**** Excerto de origem
Bem vindos a um país onde
modestas pessoas, muitas iletradas e info-excluídas, ficam sem uma
agência bancária a poucos quilómetros do sítio isolado onde vivem porque
houve homens integrados nas redes do poder que não pagaram o que deviam
ao banco do Estado que, por sua vez, concedeu esse crédito por
orientações políticas, amiguismo ou critérios duvidosos que estão a ser
avaliados pela justiça.
Bem vindos ao reino em que alguns homens,
que abriram portas financeiras ou jurídicas para outros homens acederem a
centenas de milhões de crédito que lhes dava o estatuto de banqueiros
ou empresários, continuam a com poder para ditar as regras que do reino.
Bem
vindos ao reino onde se leva à miséria quem deve milhares à banca ou se
processa sem dó nem piedade quem deve centenas ao fisco e protege-se, a
coberto do sigilo bancário, quem deve centenas de milhões e tem nas
costas a responsabilidade do dinheiro que alguns bancos precisaram,
nomeadamente a CGD.
********
**** Entradas de dados
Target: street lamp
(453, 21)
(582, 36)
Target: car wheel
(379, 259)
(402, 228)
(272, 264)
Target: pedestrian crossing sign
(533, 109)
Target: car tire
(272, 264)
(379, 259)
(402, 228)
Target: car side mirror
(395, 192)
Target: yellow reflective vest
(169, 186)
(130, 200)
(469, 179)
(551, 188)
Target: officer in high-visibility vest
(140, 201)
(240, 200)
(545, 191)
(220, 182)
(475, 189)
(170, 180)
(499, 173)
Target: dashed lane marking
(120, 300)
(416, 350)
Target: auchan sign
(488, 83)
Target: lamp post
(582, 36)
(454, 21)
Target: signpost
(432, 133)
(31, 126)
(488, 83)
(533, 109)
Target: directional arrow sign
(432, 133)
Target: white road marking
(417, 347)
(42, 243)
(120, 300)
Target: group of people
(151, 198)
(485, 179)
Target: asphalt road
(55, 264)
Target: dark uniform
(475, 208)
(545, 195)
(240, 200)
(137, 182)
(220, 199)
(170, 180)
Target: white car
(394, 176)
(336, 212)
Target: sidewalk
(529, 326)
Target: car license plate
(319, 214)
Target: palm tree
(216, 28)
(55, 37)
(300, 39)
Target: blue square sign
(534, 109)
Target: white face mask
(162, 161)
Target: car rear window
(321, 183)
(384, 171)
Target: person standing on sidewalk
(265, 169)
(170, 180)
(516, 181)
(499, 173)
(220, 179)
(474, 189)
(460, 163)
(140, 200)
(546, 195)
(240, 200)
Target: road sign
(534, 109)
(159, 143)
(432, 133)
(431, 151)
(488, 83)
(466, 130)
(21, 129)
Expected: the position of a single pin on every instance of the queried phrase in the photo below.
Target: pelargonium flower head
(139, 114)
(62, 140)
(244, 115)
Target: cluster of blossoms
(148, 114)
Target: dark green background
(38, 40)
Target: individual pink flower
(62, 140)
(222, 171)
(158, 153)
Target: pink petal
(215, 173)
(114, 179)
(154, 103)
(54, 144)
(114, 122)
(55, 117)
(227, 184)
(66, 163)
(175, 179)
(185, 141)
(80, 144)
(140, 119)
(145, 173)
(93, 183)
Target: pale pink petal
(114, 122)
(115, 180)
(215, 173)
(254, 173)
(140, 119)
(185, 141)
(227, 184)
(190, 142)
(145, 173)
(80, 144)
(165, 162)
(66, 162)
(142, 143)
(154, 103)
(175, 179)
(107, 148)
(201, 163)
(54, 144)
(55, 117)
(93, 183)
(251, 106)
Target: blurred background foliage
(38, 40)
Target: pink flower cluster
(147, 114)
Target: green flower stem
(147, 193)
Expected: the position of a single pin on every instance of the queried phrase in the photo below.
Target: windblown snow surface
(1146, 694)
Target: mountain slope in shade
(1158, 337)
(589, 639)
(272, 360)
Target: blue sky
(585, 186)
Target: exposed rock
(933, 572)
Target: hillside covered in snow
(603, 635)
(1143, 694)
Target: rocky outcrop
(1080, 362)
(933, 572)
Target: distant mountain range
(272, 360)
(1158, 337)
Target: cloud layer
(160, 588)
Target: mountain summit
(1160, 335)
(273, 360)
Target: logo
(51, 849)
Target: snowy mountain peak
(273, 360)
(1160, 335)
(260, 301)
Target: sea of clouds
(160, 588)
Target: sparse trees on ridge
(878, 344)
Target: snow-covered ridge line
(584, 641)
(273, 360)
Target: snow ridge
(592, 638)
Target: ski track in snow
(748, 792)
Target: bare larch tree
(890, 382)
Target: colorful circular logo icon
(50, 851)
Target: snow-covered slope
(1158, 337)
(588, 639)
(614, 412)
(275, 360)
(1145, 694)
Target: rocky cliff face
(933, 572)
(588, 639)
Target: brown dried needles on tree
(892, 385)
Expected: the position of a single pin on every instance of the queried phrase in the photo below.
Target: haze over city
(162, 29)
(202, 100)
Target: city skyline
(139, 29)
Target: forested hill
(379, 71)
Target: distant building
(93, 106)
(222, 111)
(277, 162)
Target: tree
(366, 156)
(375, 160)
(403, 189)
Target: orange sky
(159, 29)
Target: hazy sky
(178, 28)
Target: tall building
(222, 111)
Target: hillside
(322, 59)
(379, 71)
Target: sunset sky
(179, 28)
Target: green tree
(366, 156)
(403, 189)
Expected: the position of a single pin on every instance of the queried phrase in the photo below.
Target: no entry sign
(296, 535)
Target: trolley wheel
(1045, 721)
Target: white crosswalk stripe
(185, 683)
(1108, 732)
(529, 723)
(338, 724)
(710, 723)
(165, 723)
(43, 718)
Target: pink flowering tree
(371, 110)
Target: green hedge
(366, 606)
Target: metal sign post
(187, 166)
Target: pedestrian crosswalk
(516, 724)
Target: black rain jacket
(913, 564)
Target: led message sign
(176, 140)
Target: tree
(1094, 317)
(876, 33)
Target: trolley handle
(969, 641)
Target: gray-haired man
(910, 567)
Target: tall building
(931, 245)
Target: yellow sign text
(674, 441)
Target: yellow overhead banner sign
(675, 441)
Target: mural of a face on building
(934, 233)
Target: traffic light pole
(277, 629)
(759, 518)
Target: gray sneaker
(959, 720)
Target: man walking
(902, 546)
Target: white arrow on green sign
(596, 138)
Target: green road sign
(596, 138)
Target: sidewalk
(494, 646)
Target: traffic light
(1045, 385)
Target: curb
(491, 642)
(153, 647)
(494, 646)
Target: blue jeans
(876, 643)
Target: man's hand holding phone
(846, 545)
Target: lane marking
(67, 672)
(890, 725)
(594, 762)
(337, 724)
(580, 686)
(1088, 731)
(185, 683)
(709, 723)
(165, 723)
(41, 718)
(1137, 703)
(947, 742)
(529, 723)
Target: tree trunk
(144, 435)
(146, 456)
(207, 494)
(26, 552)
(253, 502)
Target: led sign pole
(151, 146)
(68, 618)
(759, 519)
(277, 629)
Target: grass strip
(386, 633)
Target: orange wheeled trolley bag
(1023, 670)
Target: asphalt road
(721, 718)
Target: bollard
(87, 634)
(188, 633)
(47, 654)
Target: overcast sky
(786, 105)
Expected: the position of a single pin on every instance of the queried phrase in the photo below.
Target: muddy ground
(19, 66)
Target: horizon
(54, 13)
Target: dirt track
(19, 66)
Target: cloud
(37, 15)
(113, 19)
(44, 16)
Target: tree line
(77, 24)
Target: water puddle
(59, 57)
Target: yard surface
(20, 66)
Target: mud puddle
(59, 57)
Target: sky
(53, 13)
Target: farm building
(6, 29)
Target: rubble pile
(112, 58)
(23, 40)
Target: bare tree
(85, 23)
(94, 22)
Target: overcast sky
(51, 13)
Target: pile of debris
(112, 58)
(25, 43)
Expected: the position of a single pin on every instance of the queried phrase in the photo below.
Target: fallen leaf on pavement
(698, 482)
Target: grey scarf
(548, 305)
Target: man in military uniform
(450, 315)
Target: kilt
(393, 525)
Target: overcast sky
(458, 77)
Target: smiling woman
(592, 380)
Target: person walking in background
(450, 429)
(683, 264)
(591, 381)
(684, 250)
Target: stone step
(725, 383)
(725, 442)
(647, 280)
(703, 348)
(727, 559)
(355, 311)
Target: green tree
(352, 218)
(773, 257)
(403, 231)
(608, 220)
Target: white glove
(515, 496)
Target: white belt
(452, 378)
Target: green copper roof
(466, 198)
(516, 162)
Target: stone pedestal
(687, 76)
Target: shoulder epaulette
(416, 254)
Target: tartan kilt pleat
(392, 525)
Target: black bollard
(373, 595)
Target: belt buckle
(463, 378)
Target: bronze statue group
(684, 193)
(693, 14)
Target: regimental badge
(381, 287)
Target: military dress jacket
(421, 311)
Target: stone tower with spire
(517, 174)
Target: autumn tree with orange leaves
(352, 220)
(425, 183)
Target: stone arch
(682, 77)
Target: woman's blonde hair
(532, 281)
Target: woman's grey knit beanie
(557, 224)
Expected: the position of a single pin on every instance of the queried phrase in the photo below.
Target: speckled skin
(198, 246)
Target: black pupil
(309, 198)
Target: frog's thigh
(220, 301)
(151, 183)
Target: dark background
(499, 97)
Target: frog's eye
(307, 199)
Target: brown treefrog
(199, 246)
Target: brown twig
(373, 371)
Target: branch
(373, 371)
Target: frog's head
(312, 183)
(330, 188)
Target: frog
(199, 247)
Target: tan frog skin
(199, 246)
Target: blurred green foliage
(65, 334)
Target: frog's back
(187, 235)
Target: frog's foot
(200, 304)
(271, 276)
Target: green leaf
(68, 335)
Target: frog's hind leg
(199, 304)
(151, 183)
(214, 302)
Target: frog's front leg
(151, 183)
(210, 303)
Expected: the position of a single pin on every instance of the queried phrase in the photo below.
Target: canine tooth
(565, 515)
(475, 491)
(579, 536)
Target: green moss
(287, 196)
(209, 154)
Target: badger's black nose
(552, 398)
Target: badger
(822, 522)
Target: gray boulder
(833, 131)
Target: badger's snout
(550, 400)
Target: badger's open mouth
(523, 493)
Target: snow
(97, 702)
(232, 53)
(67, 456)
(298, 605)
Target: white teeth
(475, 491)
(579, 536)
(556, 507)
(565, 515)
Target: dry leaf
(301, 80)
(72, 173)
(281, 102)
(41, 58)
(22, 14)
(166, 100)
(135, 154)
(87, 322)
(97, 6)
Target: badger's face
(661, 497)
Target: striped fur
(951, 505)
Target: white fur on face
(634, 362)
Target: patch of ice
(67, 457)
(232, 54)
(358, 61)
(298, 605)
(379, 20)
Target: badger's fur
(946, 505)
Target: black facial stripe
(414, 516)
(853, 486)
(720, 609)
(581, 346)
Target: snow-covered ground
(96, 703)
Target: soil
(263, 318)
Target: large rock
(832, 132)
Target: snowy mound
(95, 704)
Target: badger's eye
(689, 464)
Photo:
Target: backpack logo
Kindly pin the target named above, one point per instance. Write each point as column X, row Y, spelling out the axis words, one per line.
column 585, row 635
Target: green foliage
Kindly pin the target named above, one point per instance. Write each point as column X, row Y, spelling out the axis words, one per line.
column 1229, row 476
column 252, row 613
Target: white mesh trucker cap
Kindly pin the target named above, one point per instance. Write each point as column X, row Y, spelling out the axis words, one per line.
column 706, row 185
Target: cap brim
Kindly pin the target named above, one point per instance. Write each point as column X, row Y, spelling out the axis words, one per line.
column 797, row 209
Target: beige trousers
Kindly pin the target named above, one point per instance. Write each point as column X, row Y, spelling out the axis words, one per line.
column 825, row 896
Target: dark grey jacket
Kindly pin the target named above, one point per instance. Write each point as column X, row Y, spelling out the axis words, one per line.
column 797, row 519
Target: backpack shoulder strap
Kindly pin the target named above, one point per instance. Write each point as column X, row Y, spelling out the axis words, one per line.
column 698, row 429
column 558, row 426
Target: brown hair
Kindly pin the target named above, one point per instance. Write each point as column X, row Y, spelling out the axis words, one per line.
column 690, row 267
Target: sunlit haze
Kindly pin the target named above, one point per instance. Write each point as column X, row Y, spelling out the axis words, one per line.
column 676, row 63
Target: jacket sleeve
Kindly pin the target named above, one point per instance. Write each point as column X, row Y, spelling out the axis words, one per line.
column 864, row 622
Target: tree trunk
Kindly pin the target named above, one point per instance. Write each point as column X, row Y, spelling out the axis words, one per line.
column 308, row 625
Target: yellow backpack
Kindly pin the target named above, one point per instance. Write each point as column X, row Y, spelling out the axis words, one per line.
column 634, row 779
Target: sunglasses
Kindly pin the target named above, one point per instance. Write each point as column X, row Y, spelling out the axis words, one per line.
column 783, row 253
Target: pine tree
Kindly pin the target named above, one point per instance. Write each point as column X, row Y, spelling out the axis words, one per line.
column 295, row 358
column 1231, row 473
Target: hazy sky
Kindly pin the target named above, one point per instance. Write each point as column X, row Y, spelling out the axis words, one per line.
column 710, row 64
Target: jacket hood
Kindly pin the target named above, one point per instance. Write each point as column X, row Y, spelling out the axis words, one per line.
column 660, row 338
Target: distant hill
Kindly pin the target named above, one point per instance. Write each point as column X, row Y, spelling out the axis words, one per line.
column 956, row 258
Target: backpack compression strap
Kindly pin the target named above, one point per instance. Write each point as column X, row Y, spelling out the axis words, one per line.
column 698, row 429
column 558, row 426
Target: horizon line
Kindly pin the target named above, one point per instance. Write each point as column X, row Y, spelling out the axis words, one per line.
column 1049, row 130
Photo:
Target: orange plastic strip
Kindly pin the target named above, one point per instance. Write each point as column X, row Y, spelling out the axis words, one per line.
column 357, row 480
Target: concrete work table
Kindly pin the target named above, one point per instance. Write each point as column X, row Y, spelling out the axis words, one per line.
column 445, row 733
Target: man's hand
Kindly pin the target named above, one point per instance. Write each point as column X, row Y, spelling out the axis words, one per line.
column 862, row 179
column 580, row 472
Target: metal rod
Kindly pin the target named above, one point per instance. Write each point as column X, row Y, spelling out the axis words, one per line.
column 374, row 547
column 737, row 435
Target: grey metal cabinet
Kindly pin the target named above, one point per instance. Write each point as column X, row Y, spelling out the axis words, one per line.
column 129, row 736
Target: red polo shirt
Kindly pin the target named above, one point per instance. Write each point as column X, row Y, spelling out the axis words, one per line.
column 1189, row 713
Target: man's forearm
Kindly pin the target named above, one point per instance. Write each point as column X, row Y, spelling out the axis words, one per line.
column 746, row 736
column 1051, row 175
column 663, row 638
********
*Tarefa do exercício*: Transcreva o excerto sobre a banca pública de "Bem vindos ao" a "nomeadamente a CGD.", substituindo "reino" por "país".

*Resposta correta*:
Bem vindos ao país em que alguns homens,
que abriram portas financeiras ou jurídicas para outros homens acederem a
centenas de milhões de crédito que lhes dava o estatuto de banqueiros
ou empresários, continuam a com poder para ditar as regras que do país.
Bem
vindos ao país onde se leva à miséria quem deve milhares à banca ou se
processa sem dó nem piedade quem deve centenas ao fisco e protege-se, a
coberto do sigilo bancário, quem deve centenas de milhões e tem nas
costas a responsabilidade do dinheiro que alguns bancos precisaram,
nomeadamente a CGD.